## EXERCISES TO COMPLETE
1. From the load test environment page below, copy word for word the passage that begins at the words "This page describes" and stops after the words "to final state.".
2. Answer these questions using the load test environment page below:
(a) Who carried out all the work on the load test environment?
(b) What value should live_notifydb_rds_instance keep until the restore is validated?
(c) What does the page assume the reader already knows how to do?
--- Begin PAGE TEXT ---
Wesley Hindle edited this page Apr 23, 2026 · 15 revisions

Load Test Environment

All work related to the load test env was conducted by Ben Corlett, who is no longer here, so we can't gain any articulation into the 'whys' of design decisions. No ADRs exist.

This page describes the load testing process we are moving to, based on:

  • Concourse-driven performance test jobs
  • a sanitised production-like database snapshot
  • a dedicated dev-loadtest environment configured for load testing

As of today parts are complete, and parts are still being wired to final state.

This page does not explain how Gatling works and assumes you understand how to deploy a dev env.

Current State vs Target State

Current state

  • Sanitise workflow is implemented and currently being tested in staging
  • dev-loadtest exists and has load-test-like settings (for example stubs enabled, Sentry disabled, production-like tuning in tfvars).
  • dev-loadtest snapshot source cutover is not yet finalised in tfvars. Add a restore entry under notifydb_rds_instances (for example notifydb-2) with snapshot_identifier set to the full snapshot ARN. Keep live_notifydb_rds_instance = "notifydb" until the restore is validated, then switch live_notifydb_rds_instance to the restore instance.
  • Performance test jobs exist in deploy pipeline templates and should be enabled for dev-loadtest.

Target state

  • Sanitise workflow runs against production notifydb and snapshot is available.
--- End PAGE TEXT ---
--- Begin DATASET ENTRIES ---
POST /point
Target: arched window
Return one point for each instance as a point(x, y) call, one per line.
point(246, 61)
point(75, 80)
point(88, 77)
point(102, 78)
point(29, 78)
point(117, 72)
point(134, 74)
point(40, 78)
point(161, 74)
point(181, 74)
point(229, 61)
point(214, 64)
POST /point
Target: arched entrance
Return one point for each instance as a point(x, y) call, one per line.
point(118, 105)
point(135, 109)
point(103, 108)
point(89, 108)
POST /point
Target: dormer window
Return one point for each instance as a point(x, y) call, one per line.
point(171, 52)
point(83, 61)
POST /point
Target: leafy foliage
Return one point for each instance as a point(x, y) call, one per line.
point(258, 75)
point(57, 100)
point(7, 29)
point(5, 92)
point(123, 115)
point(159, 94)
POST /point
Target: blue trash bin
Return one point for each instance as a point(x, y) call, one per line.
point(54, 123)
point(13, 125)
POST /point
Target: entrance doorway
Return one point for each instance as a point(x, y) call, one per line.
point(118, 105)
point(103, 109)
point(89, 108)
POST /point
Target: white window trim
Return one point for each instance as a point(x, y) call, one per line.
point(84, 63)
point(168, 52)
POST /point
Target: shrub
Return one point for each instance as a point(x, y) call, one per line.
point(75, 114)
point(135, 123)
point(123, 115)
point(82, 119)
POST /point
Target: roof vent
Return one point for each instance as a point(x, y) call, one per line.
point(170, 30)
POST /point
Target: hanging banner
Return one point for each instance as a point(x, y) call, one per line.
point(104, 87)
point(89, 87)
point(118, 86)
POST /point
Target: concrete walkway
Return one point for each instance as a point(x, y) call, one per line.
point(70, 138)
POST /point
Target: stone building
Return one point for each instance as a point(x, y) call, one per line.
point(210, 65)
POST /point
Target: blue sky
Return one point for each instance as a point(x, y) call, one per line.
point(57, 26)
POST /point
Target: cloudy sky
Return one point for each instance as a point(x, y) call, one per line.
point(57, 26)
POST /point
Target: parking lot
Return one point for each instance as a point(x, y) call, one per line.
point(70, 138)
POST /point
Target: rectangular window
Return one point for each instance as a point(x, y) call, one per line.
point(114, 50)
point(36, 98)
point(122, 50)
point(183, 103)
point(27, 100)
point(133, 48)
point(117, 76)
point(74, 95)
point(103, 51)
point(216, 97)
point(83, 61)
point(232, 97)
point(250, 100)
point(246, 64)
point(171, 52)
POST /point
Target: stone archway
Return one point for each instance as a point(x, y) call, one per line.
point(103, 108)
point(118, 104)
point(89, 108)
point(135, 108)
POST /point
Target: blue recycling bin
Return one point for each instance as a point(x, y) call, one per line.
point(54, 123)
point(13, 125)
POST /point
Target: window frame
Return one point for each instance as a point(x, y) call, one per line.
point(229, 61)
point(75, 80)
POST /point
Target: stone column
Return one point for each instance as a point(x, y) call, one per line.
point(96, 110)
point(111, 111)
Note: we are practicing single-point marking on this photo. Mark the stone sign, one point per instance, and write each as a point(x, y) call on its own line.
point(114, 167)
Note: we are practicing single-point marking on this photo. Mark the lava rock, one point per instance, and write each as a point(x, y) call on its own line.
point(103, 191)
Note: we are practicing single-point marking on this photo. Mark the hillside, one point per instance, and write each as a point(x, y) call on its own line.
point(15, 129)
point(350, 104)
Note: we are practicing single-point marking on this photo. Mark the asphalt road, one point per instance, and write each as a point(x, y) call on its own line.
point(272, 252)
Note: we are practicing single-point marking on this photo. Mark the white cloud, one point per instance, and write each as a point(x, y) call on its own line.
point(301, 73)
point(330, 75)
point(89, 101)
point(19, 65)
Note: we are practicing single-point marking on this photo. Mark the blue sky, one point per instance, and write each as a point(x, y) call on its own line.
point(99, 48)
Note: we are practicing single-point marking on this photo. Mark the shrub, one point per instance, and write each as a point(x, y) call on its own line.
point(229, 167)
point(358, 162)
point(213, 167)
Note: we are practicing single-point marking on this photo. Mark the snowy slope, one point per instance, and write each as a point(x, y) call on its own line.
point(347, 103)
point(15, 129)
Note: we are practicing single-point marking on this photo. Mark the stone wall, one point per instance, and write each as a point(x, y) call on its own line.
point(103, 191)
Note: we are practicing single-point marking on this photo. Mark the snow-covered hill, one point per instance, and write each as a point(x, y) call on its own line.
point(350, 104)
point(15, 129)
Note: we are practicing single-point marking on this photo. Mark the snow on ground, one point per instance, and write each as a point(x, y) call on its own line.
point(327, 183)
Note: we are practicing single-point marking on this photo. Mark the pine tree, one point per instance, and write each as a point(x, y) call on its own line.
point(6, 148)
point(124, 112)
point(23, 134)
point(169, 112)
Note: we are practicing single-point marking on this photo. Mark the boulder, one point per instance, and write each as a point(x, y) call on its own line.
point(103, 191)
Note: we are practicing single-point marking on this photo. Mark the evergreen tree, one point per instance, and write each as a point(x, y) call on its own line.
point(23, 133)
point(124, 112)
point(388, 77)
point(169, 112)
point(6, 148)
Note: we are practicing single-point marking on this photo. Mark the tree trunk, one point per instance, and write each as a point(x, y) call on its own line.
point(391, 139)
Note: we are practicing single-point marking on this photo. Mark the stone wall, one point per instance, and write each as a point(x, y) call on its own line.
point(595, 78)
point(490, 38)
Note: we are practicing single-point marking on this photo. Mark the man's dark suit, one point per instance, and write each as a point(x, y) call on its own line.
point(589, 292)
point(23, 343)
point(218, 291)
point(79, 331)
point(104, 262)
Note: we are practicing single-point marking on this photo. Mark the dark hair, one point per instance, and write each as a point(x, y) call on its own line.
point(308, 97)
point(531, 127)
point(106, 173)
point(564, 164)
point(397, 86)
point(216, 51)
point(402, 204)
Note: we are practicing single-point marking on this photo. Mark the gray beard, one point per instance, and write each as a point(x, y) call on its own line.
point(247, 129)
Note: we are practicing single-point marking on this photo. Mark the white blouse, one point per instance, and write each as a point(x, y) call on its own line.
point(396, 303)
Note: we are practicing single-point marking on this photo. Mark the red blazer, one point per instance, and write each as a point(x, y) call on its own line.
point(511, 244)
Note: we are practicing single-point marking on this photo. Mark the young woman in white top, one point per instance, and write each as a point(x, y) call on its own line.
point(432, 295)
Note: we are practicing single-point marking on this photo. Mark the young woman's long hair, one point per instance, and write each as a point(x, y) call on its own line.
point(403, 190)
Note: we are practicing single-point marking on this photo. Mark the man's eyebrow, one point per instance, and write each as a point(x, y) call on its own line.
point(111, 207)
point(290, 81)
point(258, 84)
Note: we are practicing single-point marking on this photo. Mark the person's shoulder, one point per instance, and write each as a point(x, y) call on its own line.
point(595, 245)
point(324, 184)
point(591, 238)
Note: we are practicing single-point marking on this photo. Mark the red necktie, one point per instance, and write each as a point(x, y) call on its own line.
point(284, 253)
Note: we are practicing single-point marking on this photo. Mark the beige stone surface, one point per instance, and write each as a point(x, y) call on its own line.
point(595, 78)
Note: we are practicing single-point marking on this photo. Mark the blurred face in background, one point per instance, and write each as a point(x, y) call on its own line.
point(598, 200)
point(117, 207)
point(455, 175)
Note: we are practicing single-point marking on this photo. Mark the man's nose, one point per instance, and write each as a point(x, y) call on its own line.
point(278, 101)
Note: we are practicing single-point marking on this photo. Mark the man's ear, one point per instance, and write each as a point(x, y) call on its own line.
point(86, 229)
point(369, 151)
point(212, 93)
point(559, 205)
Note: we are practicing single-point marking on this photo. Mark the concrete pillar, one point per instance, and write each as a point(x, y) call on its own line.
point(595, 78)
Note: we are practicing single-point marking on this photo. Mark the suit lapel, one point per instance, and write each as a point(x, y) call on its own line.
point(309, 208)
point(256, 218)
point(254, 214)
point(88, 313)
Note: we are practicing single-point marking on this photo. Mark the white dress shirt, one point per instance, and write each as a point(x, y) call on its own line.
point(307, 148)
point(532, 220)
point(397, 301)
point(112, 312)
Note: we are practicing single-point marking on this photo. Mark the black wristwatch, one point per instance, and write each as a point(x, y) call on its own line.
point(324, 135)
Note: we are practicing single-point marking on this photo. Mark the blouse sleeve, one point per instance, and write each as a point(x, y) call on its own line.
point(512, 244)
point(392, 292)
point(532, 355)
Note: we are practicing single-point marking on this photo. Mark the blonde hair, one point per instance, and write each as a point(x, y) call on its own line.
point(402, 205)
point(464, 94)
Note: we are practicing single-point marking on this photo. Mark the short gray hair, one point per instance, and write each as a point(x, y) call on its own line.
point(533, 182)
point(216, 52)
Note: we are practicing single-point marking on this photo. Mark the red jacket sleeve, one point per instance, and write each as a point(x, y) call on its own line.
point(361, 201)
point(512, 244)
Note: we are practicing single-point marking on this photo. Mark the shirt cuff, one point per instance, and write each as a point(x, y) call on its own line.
--- End DATASET ENTRIES ---
## OUTPUTS FOR THE TASKS
1.
This page describes the load testing process we are moving to, based on:

  • Concourse-driven performance test jobs
  • a sanitised production-like database snapshot
  • a dedicated dev-loadtest environment configured for load testing

As of today parts are complete, and parts are still being wired to final state.

2.
(a) Ben Corlett
(b) "notifydb"
(c) Deploy a dev env